### 課題
SNSの液状化問題についての文章のうち、「3.11のときの浦安ね」で始まる発言から最後までの部分で、二重引用符“ ”に囲まれた語句をすべて挙げてください。

### 本文抜粋
SNSの液状化問題

毎日欠かさずブログを書いている男と話している。

「ブログで200くらいいいね!つくと単純に嬉しいのよね」ってその彼はテレながらそう言った。

「それそれ。それをね、ボクは“液状化問題“って言っているんだよ。……ブログに限らずFBにもそういうのがいて、その枯れ木も山の賑わいのチリやアクタの取り巻きに人気取ろうと頑張って、オノレがそれらに迎合して妙なことになっちゃっているヤツ沢山いるんだよねェ」


「3.11のときの浦安ね。アレは気の毒だった。いわゆる<液状化現象>ってヤツね。揺れで地盤自体が液状化して家の土台がグズグズになり家が傾いてしまう。
FBの液状化問題も似たようなもの。心ある人は“あらら、あんなに家が傾いてしまっているよ……”と痛々しく思っているのに、当人はまるで気付かずに“口だけ番長”のノボセになっている人って……結構いるよね」


SNS……とりわけFacebookって“バカ発見器”の側面って強烈に持っていると思う。多少取り繕っても、“定点観測”されちゃうと誤摩化しようもなくその人の本性とかインテリジェンスって滲んでくるよね。多分ね<実名性>がこれにドライブ掛けていると思うのよ」

### 収集データ
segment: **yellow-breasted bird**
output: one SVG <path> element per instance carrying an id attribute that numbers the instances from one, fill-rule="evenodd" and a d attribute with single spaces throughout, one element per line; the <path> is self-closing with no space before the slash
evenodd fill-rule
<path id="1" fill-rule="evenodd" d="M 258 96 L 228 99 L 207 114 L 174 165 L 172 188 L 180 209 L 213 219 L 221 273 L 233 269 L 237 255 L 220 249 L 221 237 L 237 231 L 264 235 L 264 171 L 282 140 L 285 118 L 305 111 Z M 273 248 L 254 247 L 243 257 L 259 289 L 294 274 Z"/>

### 回答全文
・あらら、あんなに家が傾いてしまっているよ……
・口だけ番長
・バカ発見器
・定点観測